THE PROBLEM: Whatever precedes the line containing "of the flagpole" is not copied; that line and every line after it through the final one below are copied exactly, except pictures.
Segment Start: DATASET CONTENT
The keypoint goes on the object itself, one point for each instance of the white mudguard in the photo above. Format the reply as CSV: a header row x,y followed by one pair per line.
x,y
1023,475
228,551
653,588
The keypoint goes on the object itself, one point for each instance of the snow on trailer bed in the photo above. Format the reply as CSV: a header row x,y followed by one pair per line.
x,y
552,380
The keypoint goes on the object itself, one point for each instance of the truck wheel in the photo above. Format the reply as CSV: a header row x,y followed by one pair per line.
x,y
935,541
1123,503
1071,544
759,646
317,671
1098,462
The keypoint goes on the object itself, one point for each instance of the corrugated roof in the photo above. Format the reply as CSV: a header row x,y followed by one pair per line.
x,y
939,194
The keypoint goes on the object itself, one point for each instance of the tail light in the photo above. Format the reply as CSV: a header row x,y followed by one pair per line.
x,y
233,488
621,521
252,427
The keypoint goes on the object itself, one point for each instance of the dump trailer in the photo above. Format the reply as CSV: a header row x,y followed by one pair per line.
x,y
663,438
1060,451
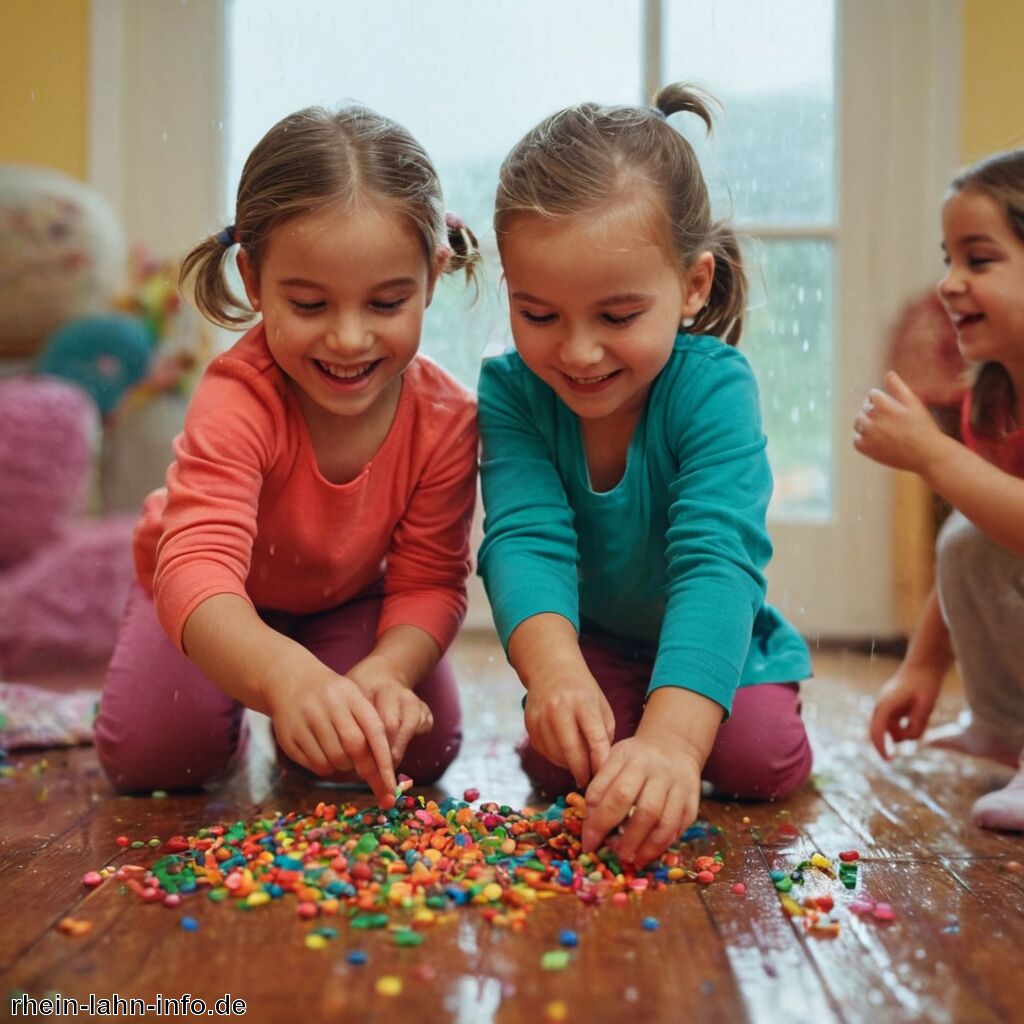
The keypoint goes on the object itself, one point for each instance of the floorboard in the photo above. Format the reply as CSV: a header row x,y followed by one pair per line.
x,y
953,952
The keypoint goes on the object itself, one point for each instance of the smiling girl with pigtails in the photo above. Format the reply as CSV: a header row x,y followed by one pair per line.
x,y
626,484
307,558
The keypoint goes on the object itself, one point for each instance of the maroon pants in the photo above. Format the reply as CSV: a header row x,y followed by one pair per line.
x,y
761,752
163,725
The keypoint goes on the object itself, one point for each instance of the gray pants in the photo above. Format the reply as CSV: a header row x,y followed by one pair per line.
x,y
981,593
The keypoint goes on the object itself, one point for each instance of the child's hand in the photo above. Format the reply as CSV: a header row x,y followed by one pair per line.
x,y
903,707
325,722
402,713
895,428
653,783
570,722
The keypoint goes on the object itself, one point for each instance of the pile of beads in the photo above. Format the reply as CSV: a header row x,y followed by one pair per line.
x,y
420,858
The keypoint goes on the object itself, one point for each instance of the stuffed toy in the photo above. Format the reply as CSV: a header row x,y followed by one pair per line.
x,y
66,359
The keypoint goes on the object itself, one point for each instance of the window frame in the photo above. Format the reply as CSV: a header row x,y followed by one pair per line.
x,y
155,65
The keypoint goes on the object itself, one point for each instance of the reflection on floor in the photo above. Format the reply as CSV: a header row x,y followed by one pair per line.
x,y
951,953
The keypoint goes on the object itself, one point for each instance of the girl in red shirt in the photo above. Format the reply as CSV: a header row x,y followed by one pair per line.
x,y
308,556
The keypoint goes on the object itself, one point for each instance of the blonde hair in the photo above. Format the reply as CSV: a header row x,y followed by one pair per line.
x,y
1000,178
310,160
582,158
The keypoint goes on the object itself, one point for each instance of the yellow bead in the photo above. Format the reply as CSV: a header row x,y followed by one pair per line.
x,y
388,985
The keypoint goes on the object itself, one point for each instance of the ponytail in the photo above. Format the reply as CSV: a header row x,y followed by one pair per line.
x,y
723,313
465,249
203,270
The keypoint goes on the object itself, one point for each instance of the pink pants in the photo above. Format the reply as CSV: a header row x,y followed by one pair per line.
x,y
761,752
163,725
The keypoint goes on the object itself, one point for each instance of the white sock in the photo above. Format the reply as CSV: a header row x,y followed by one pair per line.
x,y
1003,809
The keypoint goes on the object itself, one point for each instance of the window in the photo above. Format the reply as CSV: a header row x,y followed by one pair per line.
x,y
833,152
770,160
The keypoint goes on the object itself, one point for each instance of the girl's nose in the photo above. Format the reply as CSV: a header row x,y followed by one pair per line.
x,y
348,336
951,283
581,349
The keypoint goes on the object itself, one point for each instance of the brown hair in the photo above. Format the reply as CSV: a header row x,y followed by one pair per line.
x,y
582,158
1001,178
307,161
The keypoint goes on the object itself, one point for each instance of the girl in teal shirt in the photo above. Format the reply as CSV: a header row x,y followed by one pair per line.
x,y
626,483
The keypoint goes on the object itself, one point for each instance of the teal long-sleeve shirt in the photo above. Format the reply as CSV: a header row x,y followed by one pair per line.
x,y
671,559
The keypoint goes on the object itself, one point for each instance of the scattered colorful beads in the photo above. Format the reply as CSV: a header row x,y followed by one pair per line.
x,y
74,927
418,858
555,960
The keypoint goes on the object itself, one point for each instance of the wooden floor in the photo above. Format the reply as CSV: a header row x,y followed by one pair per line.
x,y
953,952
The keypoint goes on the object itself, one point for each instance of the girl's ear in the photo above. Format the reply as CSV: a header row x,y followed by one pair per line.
x,y
250,278
437,265
696,284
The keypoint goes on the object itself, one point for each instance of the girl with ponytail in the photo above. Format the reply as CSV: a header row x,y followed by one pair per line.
x,y
626,483
307,558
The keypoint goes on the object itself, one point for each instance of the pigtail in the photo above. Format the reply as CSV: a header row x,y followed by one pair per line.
x,y
680,97
203,273
465,249
723,313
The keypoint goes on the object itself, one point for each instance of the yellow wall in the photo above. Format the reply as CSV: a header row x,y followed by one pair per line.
x,y
992,85
44,82
44,73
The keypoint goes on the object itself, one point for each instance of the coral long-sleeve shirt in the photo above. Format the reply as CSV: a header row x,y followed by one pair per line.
x,y
246,510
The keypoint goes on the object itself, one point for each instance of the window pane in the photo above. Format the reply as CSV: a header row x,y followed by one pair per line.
x,y
787,339
771,159
467,79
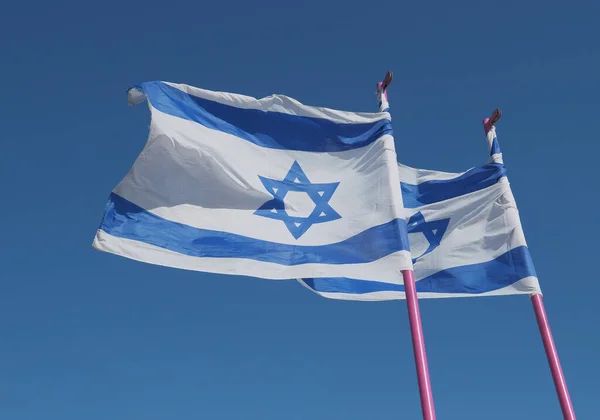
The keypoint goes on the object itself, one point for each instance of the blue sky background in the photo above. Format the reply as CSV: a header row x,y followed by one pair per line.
x,y
87,335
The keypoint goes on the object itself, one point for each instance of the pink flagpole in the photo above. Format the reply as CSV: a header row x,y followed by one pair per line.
x,y
538,304
552,354
414,315
416,329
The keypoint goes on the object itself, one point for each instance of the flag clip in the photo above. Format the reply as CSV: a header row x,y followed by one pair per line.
x,y
488,123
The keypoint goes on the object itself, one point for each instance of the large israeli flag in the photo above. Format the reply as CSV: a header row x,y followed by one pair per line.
x,y
268,188
465,237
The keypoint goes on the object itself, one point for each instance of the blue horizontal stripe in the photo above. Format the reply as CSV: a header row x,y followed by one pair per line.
x,y
503,271
429,192
125,219
269,129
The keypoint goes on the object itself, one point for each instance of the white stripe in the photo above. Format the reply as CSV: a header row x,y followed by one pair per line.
x,y
387,269
415,176
208,179
277,103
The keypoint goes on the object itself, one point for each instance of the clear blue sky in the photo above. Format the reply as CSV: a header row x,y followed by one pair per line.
x,y
87,335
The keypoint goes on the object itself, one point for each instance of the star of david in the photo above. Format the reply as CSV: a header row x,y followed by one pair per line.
x,y
297,181
433,231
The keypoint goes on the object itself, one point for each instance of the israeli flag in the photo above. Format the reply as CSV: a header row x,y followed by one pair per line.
x,y
465,237
267,188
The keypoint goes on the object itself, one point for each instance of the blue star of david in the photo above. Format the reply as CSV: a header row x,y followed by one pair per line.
x,y
296,180
433,231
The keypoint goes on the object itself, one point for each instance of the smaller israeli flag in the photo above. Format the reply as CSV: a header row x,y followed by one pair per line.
x,y
465,236
266,188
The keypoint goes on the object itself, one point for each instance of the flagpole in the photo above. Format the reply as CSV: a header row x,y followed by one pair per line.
x,y
538,304
552,354
412,302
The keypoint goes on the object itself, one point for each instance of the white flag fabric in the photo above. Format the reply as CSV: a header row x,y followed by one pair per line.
x,y
267,188
465,236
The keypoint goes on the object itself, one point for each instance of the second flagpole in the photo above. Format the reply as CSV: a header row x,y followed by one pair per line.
x,y
538,305
412,302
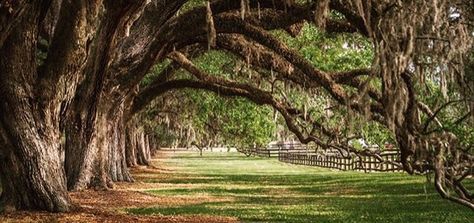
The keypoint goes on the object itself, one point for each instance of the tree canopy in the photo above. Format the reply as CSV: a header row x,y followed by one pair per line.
x,y
334,70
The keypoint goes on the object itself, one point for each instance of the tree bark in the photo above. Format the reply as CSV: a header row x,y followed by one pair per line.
Segment End: DATASET CONTENT
FINISHED TASK:
The keypoint goes on the object itself, one point for each instance of the flagpole in the photo above. Format the reply as CSV: a header row x,y followed by one pair per line.
x,y
538,304
552,354
412,302
The keypoint goes on the object itself, one point for each instance of the white flag fabric in the photo above. Format the reply as CSV: a header row x,y followed by one pair per line.
x,y
267,188
465,236
The keypoint goes on the object itself, one point for each instance of the second flagpole in the photo above. Format the reply as CSV: a header row x,y followed by one pair per line.
x,y
538,305
412,302
The keypoint goes on the object itself, one point for each instance of the tree canopy in the photo above. Format the reply as CSV: a header row x,y followed by one pair per line.
x,y
334,70
The keypoint goes on the object itself, one point for each instance of the tree bark in the photo above. Format the reply as CSV: a header row x,y followed by one pair per line.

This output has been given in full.